[Lines of data]
..............................

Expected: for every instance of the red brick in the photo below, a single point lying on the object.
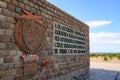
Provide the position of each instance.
(5, 39)
(10, 19)
(8, 60)
(14, 2)
(3, 4)
(11, 7)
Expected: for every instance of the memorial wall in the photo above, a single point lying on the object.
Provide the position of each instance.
(39, 41)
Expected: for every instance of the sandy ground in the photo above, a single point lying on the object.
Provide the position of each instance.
(99, 63)
(104, 70)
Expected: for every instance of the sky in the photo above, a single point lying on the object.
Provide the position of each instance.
(103, 18)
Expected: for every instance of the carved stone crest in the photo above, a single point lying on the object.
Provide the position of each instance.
(29, 32)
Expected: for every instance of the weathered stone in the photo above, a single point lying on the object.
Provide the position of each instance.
(21, 5)
(1, 61)
(14, 2)
(3, 4)
(10, 46)
(6, 12)
(4, 53)
(2, 17)
(25, 1)
(0, 10)
(5, 39)
(7, 1)
(8, 32)
(27, 7)
(10, 19)
(4, 25)
(2, 31)
(2, 46)
(11, 7)
(8, 60)
(31, 4)
(18, 10)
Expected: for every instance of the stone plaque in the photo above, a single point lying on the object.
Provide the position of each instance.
(29, 32)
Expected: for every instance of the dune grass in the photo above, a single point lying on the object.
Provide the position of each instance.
(105, 56)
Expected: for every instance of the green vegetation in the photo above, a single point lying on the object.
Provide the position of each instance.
(106, 56)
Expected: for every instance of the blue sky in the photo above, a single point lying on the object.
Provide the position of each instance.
(103, 17)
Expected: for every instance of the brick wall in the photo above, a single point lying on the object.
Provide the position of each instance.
(61, 67)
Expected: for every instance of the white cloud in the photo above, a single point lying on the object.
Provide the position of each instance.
(98, 23)
(104, 38)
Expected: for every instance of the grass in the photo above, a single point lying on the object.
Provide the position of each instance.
(105, 56)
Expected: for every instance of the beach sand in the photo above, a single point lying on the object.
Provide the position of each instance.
(104, 70)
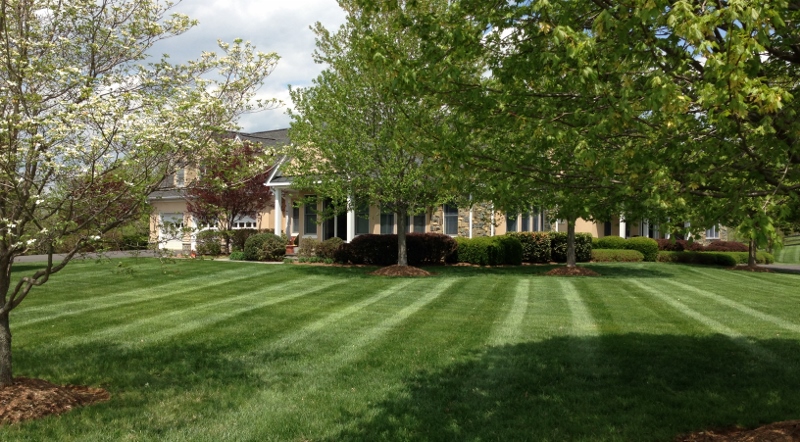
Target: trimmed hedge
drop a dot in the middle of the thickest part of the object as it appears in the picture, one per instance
(647, 246)
(617, 255)
(209, 242)
(728, 259)
(726, 246)
(535, 246)
(264, 247)
(609, 242)
(421, 249)
(490, 250)
(583, 247)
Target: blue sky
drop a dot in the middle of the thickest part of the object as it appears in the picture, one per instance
(280, 26)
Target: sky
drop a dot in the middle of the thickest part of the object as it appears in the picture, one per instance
(280, 26)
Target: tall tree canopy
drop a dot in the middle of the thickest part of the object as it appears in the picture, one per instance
(88, 130)
(356, 138)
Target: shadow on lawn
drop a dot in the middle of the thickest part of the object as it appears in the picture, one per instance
(625, 387)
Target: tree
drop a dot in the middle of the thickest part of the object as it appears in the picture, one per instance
(230, 186)
(357, 141)
(88, 130)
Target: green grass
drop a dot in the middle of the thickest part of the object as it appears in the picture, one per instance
(236, 351)
(788, 255)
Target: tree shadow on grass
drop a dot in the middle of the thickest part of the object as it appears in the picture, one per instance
(631, 387)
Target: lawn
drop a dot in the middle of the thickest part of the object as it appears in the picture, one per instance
(236, 351)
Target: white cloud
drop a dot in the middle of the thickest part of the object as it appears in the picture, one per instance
(272, 26)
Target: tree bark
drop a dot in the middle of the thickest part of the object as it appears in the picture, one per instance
(5, 352)
(402, 252)
(751, 253)
(571, 261)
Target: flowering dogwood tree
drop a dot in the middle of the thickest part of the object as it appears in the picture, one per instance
(88, 129)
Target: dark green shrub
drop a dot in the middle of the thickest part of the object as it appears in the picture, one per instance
(309, 247)
(239, 236)
(726, 246)
(535, 246)
(612, 242)
(209, 242)
(616, 255)
(647, 246)
(583, 246)
(135, 242)
(264, 247)
(326, 249)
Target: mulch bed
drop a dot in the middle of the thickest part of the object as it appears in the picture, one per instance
(35, 398)
(571, 271)
(753, 269)
(397, 270)
(787, 431)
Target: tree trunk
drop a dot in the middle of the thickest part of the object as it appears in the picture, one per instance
(402, 252)
(571, 261)
(5, 352)
(751, 254)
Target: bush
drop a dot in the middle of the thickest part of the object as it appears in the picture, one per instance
(309, 247)
(610, 242)
(617, 255)
(726, 246)
(429, 248)
(421, 249)
(647, 246)
(326, 249)
(535, 246)
(265, 247)
(583, 246)
(490, 250)
(209, 243)
(239, 236)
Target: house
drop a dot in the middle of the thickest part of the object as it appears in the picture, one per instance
(296, 212)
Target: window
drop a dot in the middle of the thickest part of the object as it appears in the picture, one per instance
(362, 219)
(450, 219)
(387, 223)
(244, 222)
(416, 223)
(310, 216)
(511, 223)
(295, 220)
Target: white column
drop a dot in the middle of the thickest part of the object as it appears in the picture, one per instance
(351, 220)
(470, 215)
(278, 214)
(491, 227)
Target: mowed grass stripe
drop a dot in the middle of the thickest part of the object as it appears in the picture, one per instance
(509, 330)
(325, 369)
(738, 306)
(141, 296)
(175, 319)
(95, 302)
(711, 324)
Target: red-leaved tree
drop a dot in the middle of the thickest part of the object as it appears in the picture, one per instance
(232, 188)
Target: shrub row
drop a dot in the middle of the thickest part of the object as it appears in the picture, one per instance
(583, 246)
(422, 249)
(728, 259)
(648, 247)
(617, 255)
(490, 250)
(681, 245)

..............................

Please retype the whole listing above line for line, changing nothing, but leave the pictures out of your answer.

RESULT
Expected: for every instance of the red brick in the photo below, a single point lying on the object.
Provide the position of each instance.
(5, 39)
(10, 19)
(8, 60)
(14, 2)
(3, 4)
(11, 7)
Expected: for every instance of the memorial wall in the photo above, a single point lying on the object.
Provide the position of each instance.
(39, 41)
Expected: for every instance of the sandy ground in the photo above, a single point lying on the object.
Provide the position of each instance.
(99, 63)
(104, 70)
Expected: for every instance of the sky in the photo above, a single point lying on the object.
Provide the position of each instance.
(103, 18)
Expected: for every instance of the carved stone crest in the photo above, a single point lying on the object.
Provide the position of each instance.
(29, 32)
Expected: for every instance of the weathered stone in the photo above, a single point lying on the object.
Provide the position of each instance.
(21, 5)
(1, 61)
(14, 2)
(3, 4)
(10, 46)
(6, 12)
(4, 53)
(2, 17)
(25, 1)
(0, 10)
(5, 39)
(7, 1)
(8, 32)
(27, 7)
(10, 19)
(4, 25)
(2, 31)
(2, 46)
(11, 7)
(8, 60)
(31, 4)
(18, 10)
Expected: for every instance of the stone plaque in the photo above, a single point lying on the object.
Provide the position of each instance.
(29, 32)
Expected: for every instance of the dune grass in the photo above, a single point lying on the object.
Provide the position of each instance.
(105, 56)
Expected: for every instance of the green vegetation in the photo above, a single point lying on the object.
Provide the position of each instance.
(106, 56)
Expected: for every instance of the blue sky in the photo above, a single point lying on the object.
Provide the position of each instance.
(103, 17)
Expected: for every instance of the brick wall in the photo above, a single point lying on the object.
Provide the position of each instance.
(61, 67)
Expected: for every instance of the white cloud in the photo above, a single point lying on the object.
Provide the position of each instance.
(98, 23)
(104, 38)
Expected: for every instance of the grass in the photo above, a single point lying on the object.
Provide the position of each instance.
(105, 56)
Expected: for every instance of the beach sand in the photo above, a single point lying on the object.
Provide the position of each instance.
(104, 70)
Target: trimmed hedge
drop a dot in the middle of the thickest part of the object as it appears in the picture, one per instance
(647, 246)
(617, 255)
(209, 242)
(728, 259)
(726, 246)
(535, 246)
(264, 247)
(609, 242)
(421, 249)
(490, 250)
(583, 247)
Target: blue sky
drop a dot in the middle of the thickest part of the object as it appears in the picture, one per instance
(280, 26)
Target: sky
drop a dot in the middle of the thickest part of the object as it appears in the picture, one per instance
(280, 26)
Target: tall tree canopy
drop a dot in the middle of the thickest part of the object as it appears in the picture, one per instance
(88, 130)
(356, 138)
Target: shadow on lawn
drop a dot in the middle of the thickest part of the object as it appears in the picture, one per instance
(625, 387)
Target: tree
drop a dot in the middle of the thickest part of the object as it appears in the picture, one per instance
(230, 186)
(357, 141)
(88, 130)
Target: green grass
drop a dot in the middle of the thickest part of the object as it appears in the picture, one per instance
(236, 351)
(788, 255)
Target: tree shadow on grass
drop a dot in the middle of the thickest part of the object as it appears in the picture, one per instance
(631, 387)
Target: lawn
drop a dot in the middle of the thickest part of the object as it appears in the picture, one per instance
(236, 351)
Target: white cloud
drop a dot in the middle of the thickest part of the object as it appears in the picture, one per instance
(272, 26)
Target: tree bark
drop a dot in the middle of the thickest part of the object as it appears in the picture, one per instance
(5, 352)
(402, 252)
(751, 253)
(571, 261)
Target: flowering dogwood tree
drop a dot in the middle of the thickest part of the object as it appears in the picture, one per instance
(88, 129)
Target: dark green shrub
drop a dot in the middle of the thickest part of the object as it appears in the picture, one per instance
(309, 247)
(239, 236)
(726, 246)
(535, 246)
(612, 242)
(209, 242)
(616, 255)
(647, 246)
(583, 246)
(135, 242)
(264, 247)
(326, 249)
Target: mulch bed
drop a dot in the middle of the thickest part of the object as it appears in the picture, one per instance
(35, 398)
(571, 271)
(753, 269)
(397, 270)
(787, 431)
Target: tree trunk
drop a dot in the middle of the thickest part of the object as it appears in the picture, one per instance
(402, 252)
(571, 261)
(5, 352)
(751, 254)
Target: bush
drop a dot in the middle of the thickest part of the object as it appears in the picture, one per instance
(309, 247)
(610, 242)
(617, 255)
(726, 246)
(429, 248)
(421, 249)
(647, 246)
(326, 249)
(535, 246)
(265, 247)
(583, 246)
(490, 250)
(209, 243)
(239, 236)
Target: house
drop a dot in the middle of the thickest part of the object as it appears in the picture, one per instance
(296, 212)
Target: window
drop a dot in the middle of the thickest part of the object as it appears in the picture, one per instance
(362, 219)
(450, 219)
(387, 223)
(244, 222)
(416, 223)
(310, 216)
(511, 223)
(295, 220)
Target: white column
drop a dot in the middle of the thickest part of the object as it appears in the picture, one per instance
(351, 220)
(470, 215)
(278, 214)
(491, 227)
Target: mowed grass stripe
drop a dot in the middle of the thickest part of the object as it appears in the picture, one per instance
(509, 330)
(325, 369)
(738, 306)
(141, 296)
(175, 319)
(95, 302)
(711, 324)
Target: red-leaved tree
drop a dot in the middle of the thickest part of the object as it appears in the picture, one per instance
(232, 188)
Target: shrub row
drop a dot in the middle of the thickest part of the object as it appears in the picture, one per instance
(583, 246)
(422, 249)
(728, 259)
(648, 247)
(617, 255)
(490, 250)
(681, 245)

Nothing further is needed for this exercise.